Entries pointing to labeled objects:
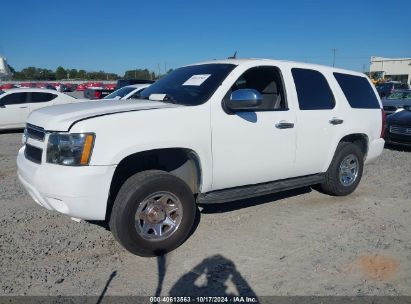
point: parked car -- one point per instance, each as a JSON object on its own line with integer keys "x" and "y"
{"x": 50, "y": 87}
{"x": 7, "y": 86}
{"x": 125, "y": 82}
{"x": 16, "y": 104}
{"x": 128, "y": 92}
{"x": 396, "y": 100}
{"x": 81, "y": 87}
{"x": 385, "y": 89}
{"x": 96, "y": 92}
{"x": 209, "y": 133}
{"x": 398, "y": 129}
{"x": 110, "y": 86}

• [WRITTEN TASK]
Give the lines above as a JSON list of strings, with one string for each line and no blank lines. Leave the pictures out of the answer.

• [COMPLETE ANSWER]
[
  "point: parked car -- one point per instance, each as a JSON object on its own line with integer keys \"x\" and \"y\"",
  "{\"x\": 50, \"y\": 87}",
  "{\"x\": 7, \"y\": 86}",
  "{\"x\": 125, \"y\": 82}",
  "{\"x\": 16, \"y\": 104}",
  "{\"x\": 128, \"y\": 92}",
  "{\"x\": 396, \"y\": 100}",
  "{\"x\": 81, \"y\": 87}",
  "{\"x\": 385, \"y\": 89}",
  "{\"x\": 96, \"y\": 92}",
  "{\"x\": 209, \"y\": 133}",
  "{\"x\": 398, \"y\": 129}",
  "{\"x\": 110, \"y\": 86}"
]